◆ Problem to solve ◆
Rescale the rows below by reproducing every line, requests included, with each answer coordinate multiplied by 2.3 and rounded to the nearest whole number, halves rounded up. Keep the numbers in the requests and their format samples unchanged.

-- Start Provided records --

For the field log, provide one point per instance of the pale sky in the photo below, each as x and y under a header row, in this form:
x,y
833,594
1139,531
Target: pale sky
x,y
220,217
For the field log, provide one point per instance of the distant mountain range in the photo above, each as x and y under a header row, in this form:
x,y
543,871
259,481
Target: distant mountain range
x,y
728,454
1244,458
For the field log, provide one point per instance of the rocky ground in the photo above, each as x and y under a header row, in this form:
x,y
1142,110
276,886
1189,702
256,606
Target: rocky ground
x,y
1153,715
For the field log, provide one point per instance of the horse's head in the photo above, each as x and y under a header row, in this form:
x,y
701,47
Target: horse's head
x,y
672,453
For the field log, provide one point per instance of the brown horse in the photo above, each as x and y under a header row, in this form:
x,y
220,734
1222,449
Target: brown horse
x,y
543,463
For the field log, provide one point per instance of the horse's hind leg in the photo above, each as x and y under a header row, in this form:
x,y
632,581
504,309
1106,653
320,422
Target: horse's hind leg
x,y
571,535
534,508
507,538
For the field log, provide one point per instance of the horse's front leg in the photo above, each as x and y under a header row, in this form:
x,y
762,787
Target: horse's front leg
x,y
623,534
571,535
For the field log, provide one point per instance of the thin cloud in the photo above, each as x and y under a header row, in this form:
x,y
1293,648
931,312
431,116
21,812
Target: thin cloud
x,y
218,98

-- End Provided records --

◆ Answer in full ◆
For the field log, provide one point per instance of the pale sky in the photo below, each as x and y under a header row, in this form:
x,y
833,594
1139,531
Target: pale sky
x,y
506,499
For the field log, provide one point per instance of the distant mountain range in the photo above, each as x and y under a header row, in this form:
x,y
543,871
259,481
Target: distant mountain range
x,y
1674,1044
2861,1053
For the field log, provide one point per instance of the rocky ground in the photo above, each as x and y under a header row, in this form:
x,y
1142,110
276,886
1189,702
256,606
Target: rocky ground
x,y
2652,1645
For the field log, provide one point per instance of the horse's head in the photo above, each as x and y under a header row, in this form:
x,y
701,47
Target: horse's head
x,y
1546,1042
For the field log, provide one point per instance of the brown horse in the photo above, each as x and y under a header row, in this form:
x,y
220,734
1222,449
Target: brown horse
x,y
1249,1065
For the field log, provide one point per instance of the horse's hind leg in the photo above, each as x and y under a header row, in this form:
x,y
632,581
504,309
1106,653
320,422
Target: horse's hind leg
x,y
1313,1231
1228,1168
1166,1237
For the field log, provide one point per instance of the horse's front leg in the photo above, each as x and y under a header row, in this form:
x,y
762,787
Target: horse's front leg
x,y
1433,1228
1313,1231
For the field log, provide one point per instance of the thin cloud in the photo above, each as x and y under a header row, in this form:
x,y
1293,648
931,312
431,116
21,812
Target: thin cloud
x,y
501,225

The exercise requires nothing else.